> **Article**
◇ ◇ ◇

Honestly, the best thing you can do when your hedgie bites? Nothing. I know it hurts (a lot!), but hedgehogs are prey animals. Most of the time, they are biting because they are scared or upset. Any negative reinforcement at all - blowing in their face, shaking your hand or whatever they're biting, pushing back towards them, etc. - is going to scare or upset them more and make the problem worse. It is difficult, but it's best to try & wait them out if you can. Make sure you do not put her back down after a bite unless it's bleeding & needs to be cleaned - and if so, have another person hold her. She needs to know that biting does NOT get her put down & left alone. That's a reward for her. Try & keep your skin away from her face & mouth as much as you can. Handle her only with fleece or blankets between her & your hands.

Because she was trying to bite your shirt, it sounds like she might just be a hedgehog that likes to explore with her mouth. Some hedgehogs are like that and you can't do much to change it. I know at least one person on this forum has had good results with training her hedgehog to bite fabric, not skin. She watched his behavior and started to notice when he was about to bite based on what his face looked like, and what his body language was showing. Before he bit her, she gave him a small piece of fleece to bite instead and would gently tug to play tug-o-war with him. It turned into a game for them and as he was rewarded for biting the fleece instead, and still had an outlet for that behavior, he stopped biting his owner. It might be worth trying that out & see if it helps with your hedgie.

Good luck and hang in there.  It sounds like she's trying to be a friendly hedgie, but I'm sure she is still scared and getting used to things. Give her some time and patience and hopefully she will start to figure things out.


----------

◇ ◇ ◇

> **Requirements**
[a] For each statement, say yes or no to whether it agrees with the hedgehog biting post, and quote the words from the post that decide it. (i) Hedgehogs are prey animals. (ii) You should put her down right after every bite. (iii) A forum member offered her hedgehog a piece of fleece to bite in place of her skin.
[b] According to the hedgehog biting post, what should go between your hands and the hedgehog when you hold her?
The lines that come next are from a different source.

◇ ◇ ◇

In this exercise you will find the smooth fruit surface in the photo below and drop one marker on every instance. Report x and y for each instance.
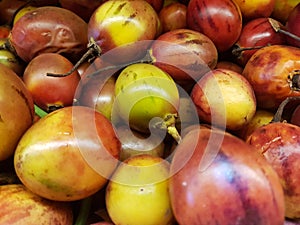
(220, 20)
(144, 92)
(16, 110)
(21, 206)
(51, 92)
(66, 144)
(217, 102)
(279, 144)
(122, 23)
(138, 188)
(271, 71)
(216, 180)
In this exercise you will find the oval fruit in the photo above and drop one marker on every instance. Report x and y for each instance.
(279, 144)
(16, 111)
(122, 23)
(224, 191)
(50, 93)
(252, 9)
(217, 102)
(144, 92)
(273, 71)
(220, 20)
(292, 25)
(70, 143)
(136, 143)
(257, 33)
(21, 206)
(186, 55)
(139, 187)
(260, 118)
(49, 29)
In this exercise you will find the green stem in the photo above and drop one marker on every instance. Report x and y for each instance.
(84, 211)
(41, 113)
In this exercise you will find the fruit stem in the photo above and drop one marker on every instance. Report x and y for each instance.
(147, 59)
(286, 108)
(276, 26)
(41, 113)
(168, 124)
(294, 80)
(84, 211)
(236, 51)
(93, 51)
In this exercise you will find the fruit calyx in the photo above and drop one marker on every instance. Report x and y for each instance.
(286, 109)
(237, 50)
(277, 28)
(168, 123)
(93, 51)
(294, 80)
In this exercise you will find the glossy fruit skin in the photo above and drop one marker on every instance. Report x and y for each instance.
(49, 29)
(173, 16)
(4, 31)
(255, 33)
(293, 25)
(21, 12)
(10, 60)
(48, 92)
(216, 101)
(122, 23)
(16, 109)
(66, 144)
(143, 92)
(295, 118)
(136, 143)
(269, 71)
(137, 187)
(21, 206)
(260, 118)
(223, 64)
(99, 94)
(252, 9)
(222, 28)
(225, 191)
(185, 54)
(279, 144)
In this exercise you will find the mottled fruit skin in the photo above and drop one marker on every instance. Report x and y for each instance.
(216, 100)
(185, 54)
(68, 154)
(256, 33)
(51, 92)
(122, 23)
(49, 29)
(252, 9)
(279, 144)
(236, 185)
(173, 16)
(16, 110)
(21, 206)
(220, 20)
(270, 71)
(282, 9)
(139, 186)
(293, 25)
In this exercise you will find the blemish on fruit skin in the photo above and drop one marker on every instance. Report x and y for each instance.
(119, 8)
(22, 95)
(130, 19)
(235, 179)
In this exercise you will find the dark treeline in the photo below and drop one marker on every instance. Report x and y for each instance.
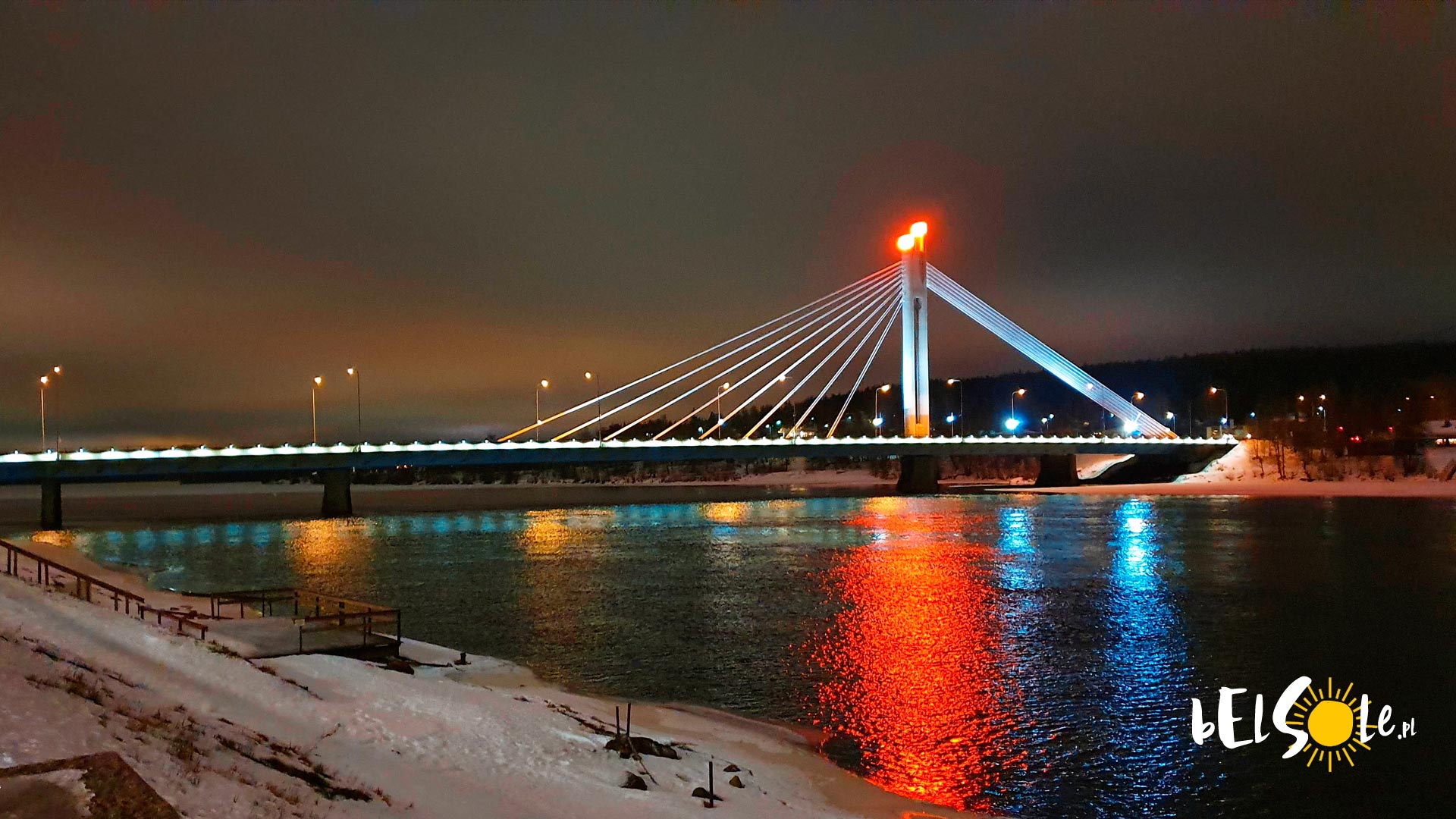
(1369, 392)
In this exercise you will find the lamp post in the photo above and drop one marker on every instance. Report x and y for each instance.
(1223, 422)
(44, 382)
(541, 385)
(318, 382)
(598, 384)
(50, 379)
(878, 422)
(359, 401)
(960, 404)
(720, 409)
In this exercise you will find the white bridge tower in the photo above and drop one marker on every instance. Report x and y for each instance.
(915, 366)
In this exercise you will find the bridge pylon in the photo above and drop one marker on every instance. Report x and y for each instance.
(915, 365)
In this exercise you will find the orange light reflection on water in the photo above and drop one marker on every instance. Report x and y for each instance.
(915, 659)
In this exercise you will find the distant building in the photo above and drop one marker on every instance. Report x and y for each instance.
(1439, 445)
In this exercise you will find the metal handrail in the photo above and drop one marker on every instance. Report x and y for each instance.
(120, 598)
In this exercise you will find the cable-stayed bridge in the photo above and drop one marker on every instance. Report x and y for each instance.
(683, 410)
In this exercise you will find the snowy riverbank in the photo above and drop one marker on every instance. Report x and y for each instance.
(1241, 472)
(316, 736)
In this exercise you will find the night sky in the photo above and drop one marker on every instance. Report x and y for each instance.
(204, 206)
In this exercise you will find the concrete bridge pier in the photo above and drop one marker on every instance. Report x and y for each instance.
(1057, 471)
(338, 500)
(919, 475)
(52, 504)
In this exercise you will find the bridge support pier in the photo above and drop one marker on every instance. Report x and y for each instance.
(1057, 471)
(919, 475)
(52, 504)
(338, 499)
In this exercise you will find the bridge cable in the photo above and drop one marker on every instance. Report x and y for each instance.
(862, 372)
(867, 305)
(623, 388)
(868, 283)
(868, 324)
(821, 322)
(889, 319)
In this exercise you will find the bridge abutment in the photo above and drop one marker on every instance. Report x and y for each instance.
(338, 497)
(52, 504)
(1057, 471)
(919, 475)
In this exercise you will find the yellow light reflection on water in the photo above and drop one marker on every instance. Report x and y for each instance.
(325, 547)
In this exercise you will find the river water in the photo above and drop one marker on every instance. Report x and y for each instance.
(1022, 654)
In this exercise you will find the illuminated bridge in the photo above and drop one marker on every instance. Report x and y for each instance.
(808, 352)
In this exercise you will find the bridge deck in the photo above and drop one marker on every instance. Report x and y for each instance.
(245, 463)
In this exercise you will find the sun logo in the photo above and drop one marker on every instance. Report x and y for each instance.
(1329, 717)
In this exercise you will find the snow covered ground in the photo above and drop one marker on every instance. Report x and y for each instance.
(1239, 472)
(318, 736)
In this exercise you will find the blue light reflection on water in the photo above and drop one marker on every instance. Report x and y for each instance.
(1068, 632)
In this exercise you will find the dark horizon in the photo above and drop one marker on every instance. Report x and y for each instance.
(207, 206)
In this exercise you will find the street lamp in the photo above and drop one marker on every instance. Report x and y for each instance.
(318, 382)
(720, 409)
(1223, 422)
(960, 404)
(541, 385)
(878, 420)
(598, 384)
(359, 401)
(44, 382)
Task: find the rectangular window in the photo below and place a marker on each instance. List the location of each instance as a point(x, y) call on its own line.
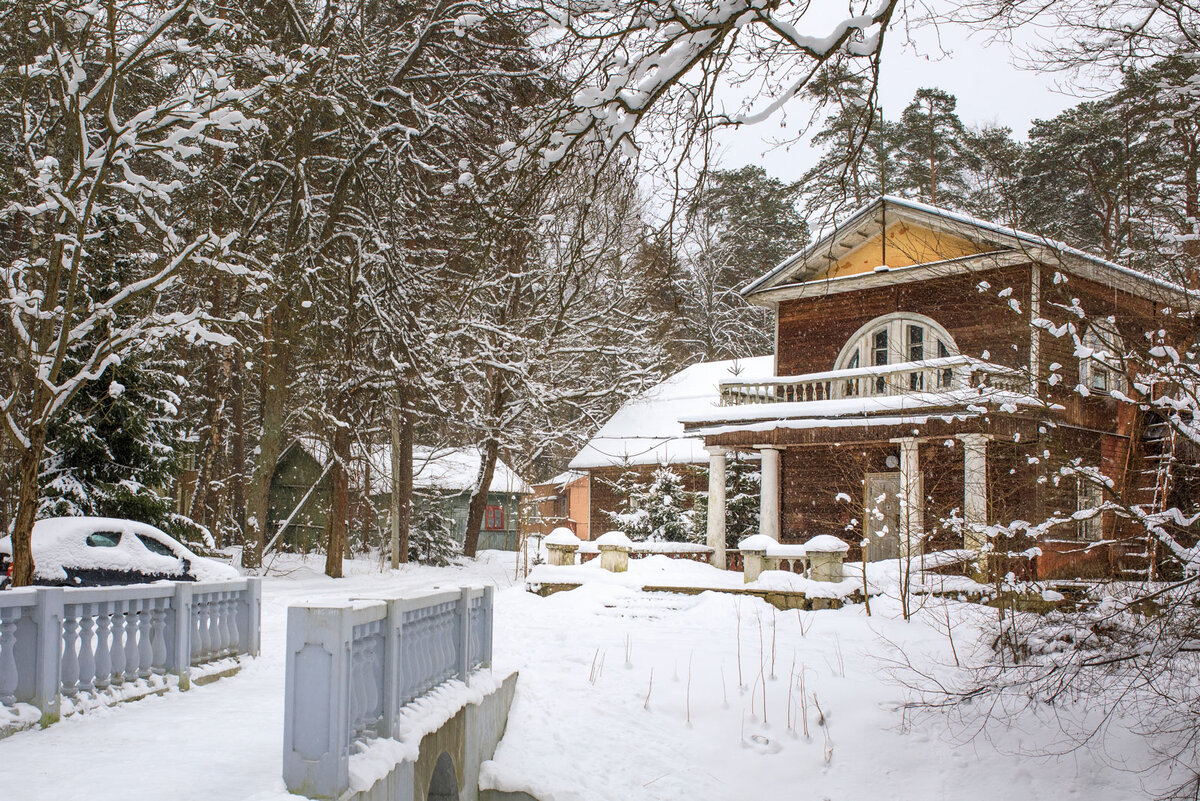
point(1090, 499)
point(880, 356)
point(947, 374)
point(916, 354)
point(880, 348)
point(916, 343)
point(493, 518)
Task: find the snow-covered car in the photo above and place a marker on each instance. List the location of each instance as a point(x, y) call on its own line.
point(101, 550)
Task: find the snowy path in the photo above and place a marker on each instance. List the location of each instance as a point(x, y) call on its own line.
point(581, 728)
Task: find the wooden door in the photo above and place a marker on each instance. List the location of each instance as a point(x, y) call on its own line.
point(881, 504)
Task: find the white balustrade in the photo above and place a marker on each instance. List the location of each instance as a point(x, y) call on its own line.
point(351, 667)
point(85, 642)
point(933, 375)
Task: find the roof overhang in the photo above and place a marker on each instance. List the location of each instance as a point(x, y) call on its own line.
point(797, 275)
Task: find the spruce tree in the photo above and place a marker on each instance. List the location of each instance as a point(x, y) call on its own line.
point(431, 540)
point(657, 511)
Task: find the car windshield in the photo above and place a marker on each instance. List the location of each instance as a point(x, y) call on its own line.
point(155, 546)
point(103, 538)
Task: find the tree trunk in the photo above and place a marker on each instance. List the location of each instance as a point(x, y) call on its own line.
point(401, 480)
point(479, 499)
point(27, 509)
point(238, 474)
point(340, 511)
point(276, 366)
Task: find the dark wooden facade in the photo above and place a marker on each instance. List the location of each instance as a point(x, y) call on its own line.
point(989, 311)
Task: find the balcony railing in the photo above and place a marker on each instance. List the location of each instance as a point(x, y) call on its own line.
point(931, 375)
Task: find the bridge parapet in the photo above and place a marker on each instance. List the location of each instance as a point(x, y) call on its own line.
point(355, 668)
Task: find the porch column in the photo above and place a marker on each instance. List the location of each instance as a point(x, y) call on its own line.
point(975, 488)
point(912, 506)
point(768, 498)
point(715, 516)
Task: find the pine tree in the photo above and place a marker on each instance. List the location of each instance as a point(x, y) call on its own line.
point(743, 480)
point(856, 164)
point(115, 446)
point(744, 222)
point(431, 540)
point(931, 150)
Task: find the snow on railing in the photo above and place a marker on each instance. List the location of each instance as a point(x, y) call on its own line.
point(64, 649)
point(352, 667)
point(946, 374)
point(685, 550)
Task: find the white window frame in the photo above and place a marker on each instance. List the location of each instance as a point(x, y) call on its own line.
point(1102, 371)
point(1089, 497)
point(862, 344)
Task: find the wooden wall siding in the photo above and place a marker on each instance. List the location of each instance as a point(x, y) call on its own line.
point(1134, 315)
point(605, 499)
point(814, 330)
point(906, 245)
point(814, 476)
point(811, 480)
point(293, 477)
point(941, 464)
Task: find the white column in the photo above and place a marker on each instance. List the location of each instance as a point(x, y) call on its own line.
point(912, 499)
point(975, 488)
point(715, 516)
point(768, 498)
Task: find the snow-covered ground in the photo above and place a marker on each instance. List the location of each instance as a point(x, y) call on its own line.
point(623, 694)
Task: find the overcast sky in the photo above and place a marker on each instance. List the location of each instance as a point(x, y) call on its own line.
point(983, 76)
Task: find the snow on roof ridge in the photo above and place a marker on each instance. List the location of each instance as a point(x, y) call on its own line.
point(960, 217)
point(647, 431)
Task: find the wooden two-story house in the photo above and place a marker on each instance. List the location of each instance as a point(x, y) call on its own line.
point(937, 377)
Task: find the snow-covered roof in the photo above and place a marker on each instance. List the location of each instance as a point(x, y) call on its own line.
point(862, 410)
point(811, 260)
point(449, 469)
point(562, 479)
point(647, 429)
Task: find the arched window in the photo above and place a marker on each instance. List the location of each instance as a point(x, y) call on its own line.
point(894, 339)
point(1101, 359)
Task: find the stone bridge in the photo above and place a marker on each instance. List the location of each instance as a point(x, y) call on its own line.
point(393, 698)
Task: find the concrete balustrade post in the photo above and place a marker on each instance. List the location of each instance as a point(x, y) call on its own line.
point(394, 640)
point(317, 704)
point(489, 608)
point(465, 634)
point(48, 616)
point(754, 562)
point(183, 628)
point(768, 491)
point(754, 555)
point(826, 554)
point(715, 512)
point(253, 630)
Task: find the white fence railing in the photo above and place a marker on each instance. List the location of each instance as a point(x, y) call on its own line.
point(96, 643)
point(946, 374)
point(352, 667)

◇ ◇ ◇

> **Task results**
[a]
(i) Yes: "hedgehogs are prey animals."
(ii) No: "Make sure you do not put her back down after a bite unless it's bleeding & needs to be cleaned"
(iii) Yes: "Before he bit her, she gave him a small piece of fleece to bite instead"

[b] Fleece or blankets.